## Requirement
Return every line of the entries below that contains the string "swan". Treat case as significant.

## Input for this task

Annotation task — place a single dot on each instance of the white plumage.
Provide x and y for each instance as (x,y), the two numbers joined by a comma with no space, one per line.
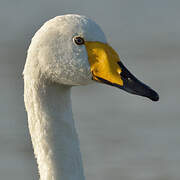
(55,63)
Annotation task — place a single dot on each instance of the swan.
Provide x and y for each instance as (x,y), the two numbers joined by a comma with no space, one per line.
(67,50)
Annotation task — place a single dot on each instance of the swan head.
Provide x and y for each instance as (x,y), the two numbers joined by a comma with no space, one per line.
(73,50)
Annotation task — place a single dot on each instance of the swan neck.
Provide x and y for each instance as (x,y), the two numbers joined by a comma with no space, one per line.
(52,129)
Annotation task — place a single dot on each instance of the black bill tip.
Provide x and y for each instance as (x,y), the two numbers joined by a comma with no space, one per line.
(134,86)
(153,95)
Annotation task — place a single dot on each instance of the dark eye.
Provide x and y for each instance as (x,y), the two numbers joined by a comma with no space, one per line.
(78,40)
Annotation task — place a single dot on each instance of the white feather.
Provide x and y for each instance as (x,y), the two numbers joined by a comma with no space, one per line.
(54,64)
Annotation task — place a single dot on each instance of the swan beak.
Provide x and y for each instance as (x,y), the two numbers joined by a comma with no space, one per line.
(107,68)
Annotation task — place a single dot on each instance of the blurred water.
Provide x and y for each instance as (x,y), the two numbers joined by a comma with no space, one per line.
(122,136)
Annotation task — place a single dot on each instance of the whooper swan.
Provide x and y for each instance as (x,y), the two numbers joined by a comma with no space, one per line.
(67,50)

---

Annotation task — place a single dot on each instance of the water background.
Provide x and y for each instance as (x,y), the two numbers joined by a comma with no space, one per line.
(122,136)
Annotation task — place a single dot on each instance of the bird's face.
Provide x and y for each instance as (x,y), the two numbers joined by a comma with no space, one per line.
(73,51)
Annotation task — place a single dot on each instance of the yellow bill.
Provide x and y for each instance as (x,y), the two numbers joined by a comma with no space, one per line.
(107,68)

==

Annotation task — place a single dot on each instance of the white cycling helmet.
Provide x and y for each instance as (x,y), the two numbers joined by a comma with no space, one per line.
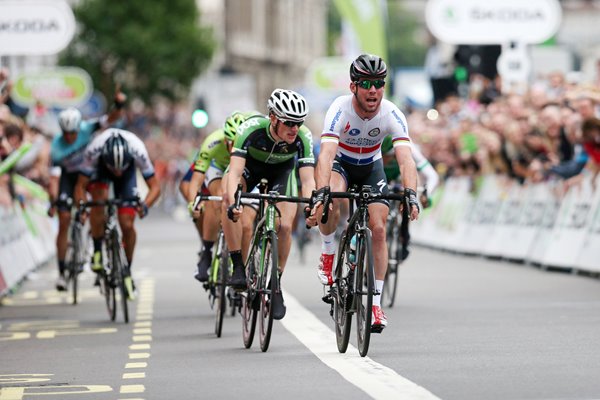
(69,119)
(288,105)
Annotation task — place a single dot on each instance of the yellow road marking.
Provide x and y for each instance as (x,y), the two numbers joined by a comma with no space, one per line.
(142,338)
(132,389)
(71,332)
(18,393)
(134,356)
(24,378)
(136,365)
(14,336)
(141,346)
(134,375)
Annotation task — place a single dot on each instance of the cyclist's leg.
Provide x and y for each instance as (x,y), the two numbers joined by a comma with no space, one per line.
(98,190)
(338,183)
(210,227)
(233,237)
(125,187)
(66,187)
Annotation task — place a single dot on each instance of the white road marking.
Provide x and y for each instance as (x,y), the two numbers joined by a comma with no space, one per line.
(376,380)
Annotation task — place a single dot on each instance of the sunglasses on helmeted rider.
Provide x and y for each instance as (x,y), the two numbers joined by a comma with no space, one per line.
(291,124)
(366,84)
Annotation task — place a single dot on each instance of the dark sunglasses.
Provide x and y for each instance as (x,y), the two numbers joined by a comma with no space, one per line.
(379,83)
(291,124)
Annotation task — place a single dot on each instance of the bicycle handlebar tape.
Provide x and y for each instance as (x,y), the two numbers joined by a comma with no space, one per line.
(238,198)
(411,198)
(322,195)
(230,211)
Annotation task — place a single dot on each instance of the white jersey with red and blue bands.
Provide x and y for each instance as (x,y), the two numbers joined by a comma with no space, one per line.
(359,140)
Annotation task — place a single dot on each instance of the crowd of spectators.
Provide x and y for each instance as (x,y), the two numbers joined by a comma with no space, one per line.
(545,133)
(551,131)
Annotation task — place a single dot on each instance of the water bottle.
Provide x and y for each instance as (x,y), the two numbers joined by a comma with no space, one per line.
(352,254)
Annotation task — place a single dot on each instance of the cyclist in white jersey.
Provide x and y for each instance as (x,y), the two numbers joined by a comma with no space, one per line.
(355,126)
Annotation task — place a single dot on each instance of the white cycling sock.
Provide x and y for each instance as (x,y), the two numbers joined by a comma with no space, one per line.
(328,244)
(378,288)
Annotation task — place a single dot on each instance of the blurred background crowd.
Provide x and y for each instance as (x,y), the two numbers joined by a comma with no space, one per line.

## Completed task
Annotation task — place a single dot on each instance of the swan.
Annotation task — place a single dot on each instance of the swan head.
Annotation task — place a single dot on each instance of the swan neck.
Annotation task — place a single dot on each instance of the swan beak.
Annotation task — place a single dot on each instance of the whooper swan.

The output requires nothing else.